REQUIREMENT 1
Echo the passage on the origins of Christmas customs word for word, taking everything from "B.     The Origin" down to "Druidic sacrificial cult.".

G.    Some of the most depraved customs of the Saturnalia carnival were intentionally revived by the Catholic Church in 1466 when Pope Paul II, for the amusement of his Roman citizens, forced Jews to race naked through the streets of the city.  An eyewitness account reports, “Before they were to run, the Jews were richly fed, so as to make the race more difficult for them and at the same time more amusing for spectators.  They ran… amid Rome’s taunting shrieks and peals of laughter, while the Holy Father stood upon a richly ornamented balcony and laughed heartily
H.     As part of the Saturnalia carnival throughout the 18th and 19th centuries CE, rabbis of the ghetto in Rome were forced to wear clownish outfits and march through the city streets to the jeers of the crowd, pelted by a variety of missiles. When the Jewish community of Rome sent a petition in1836 to Pope Gregory XVI begging him to stop the annual Saturnalia abuse of the Jewish community, he responded, “It is not opportune to make any innovation.”  On December 25, 1881, Christian leaders whipped the Polish masses into Antisemitic frenzies that led to riots across the country.  In Warsaw 12 Jews were brutally murdered, huge numbers maimed, and many Jewish women were raped.  Two million rubles worth of property was destroyed.
II.     The Origins of Christmas Customs
A.     The Origin of Christmas Tree
Just as early Christians recruited Roman pagans by associating Christmas with the Saturnalia, so too worshippers of the Asheira cult and its offshoots were recruited by the Church sanctioning “Christmas Trees”.  Pagans had long worshipped trees in the forest, or brought them into their homes and decorated them, and this observance was adopted and painted with a Christian veneer by the Church.
B.     The Origin of Mistletoe
Norse mythology recounts how the god Balder was killed using a mistletoe arrow by his rival god Hoder while fighting for the female Nanna.  Druid rituals use mistletoe to poison their human sacrificial victim.  The Christian custom of “kissing under the mistletoe” is a later synthesis of the sexual license of Saturnalia with the Druidic sacrificial cult.



C.     The Origin of Christmas Presents
In pre-Christian Rome, the emperors compelled their most despised citizens to bring offerings and gifts during the Saturnalia (in December) and Kalends (in January).  Later, this ritual expanded to include gift-giving among the general populace.  The Catholic Church gave this custom a Christian flavor by re-rooting it in the supposed gift-giving of Saint Nicholas (see below).

ENTRIES SUPPLIED
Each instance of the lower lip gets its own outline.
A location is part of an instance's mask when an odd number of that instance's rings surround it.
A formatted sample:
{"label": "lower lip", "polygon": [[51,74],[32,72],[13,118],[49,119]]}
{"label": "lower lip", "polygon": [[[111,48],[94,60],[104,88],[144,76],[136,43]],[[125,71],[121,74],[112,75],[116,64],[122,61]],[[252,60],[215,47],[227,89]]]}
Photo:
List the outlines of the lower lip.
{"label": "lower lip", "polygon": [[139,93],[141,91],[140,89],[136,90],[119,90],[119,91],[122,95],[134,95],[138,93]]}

REQUIREMENT 2
Duplicate the full listing above line for line, with no changes.

FULL RESPONSE 1
B.     The Origin of Mistletoe
Norse mythology recounts how the god Balder was killed using a mistletoe arrow by his rival god Hoder while fighting for the female Nanna.  Druid rituals use mistletoe to poison their human sacrificial victim.  The Christian custom of “kissing under the mistletoe” is a later synthesis of the sexual license of Saturnalia with the Druidic sacrificial cult.

FULL RESPONSE 2
Each instance of the lower lip gets its own outline.
A location is part of an instance's mask when an odd number of that instance's rings surround it.
A formatted sample:
{"label": "lower lip", "polygon": [[51,74],[32,72],[13,118],[49,119]]}
{"label": "lower lip", "polygon": [[[111,48],[94,60],[104,88],[144,76],[136,43]],[[125,71],[121,74],[112,75],[116,64],[122,61]],[[252,60],[215,47],[227,89]]]}
Photo:
List the outlines of the lower lip.
{"label": "lower lip", "polygon": [[139,93],[141,91],[140,89],[136,90],[119,90],[119,91],[122,95],[134,95],[138,93]]}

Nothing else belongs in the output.